==== AUSGANGSTEXT
# Scarlett Johansson ist "Babe des Jahres"



## Mandalorianer (18 Nov. 2010)

*
Scarlett Johansson ist "Babe des Jahres"

Die GQ kührt die sexy Schauspielerin​*

Scarlett Johansson (derzeit noch 25) ziert das Cover der Dezember-Ausgabe der GQ. Dort räkelt sich die sexy Schauspielerin lasziv auf einer Decke und blickt verführerisch in die Kamera. Das Cover dürfte wohl für einen guten Abverkauf des Magazins sorgen.

Unter dem Motto „Die 15 Männer des Jahres“ wird das Männer-Magazin Ende November in den Regalen liegen. Und auch eine Frau des Jahres wurde gekürt. Cover-Girl Scarlett wurde nämlich zum „Babe of the year“ (Babe des Jahres) ernannt.

„Mit 26 sieht sie immer noch unverbraucht aus, ist neugierig und ändert ihre Stimmungen und Ausdrücke, so einfach wie ihre Haarfarbe. Das ist es, was wir an Scarlett lieben: dass sie ein Spiel ist, dass sie gut ist, dass sie all diese Erscheinungen ausprobieren kann ohne zu gewollt auszusehen“ begründet das Magazin die Wahl.
========
• **AUFGABEN**:
1/ Auf dem Cover welcher Ausgabe der GQ ist Scarlett Johansson laut dem Text über ihre Wahl zum „Babe des Jahres“ zu sehen?
2/ Greif den Text über Scarlett Johansson als „Babe des Jahres“ auf und schreib ihn nach seinem letzten Satz weiter.
==== MATERIAL
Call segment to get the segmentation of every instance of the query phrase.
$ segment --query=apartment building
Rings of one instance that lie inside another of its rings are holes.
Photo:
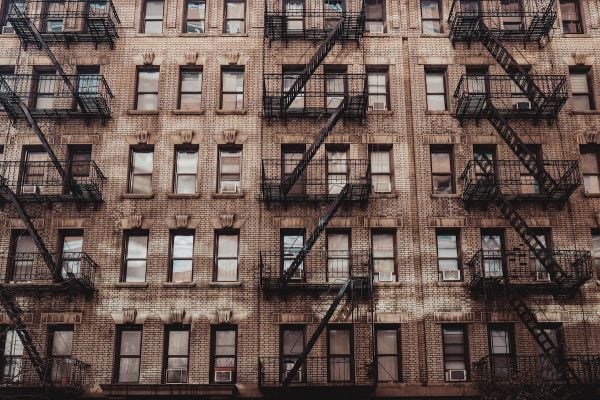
========
• **LÖSUNGEN JE AUFGABE**:
1/ Auf dem Cover der Dezember-Ausgabe.

2/
Geschmäcker sind ja bekanntlich verschieden, doch die Bilder, die die Leser im Magazin erwarten, dürften wohl den meisten gefallen. 

*Gruss Gollum*


----------



## Punisher (18 Nov. 2010)

Ob sie den Titel wirklich verdient?


----------



## Chamser81 (19 Nov. 2010)

Da gefallen mir aber viele andere Frauen eindeutig besser. Aber gut dafür gibt es ja unterschiedliche Geschmäcker!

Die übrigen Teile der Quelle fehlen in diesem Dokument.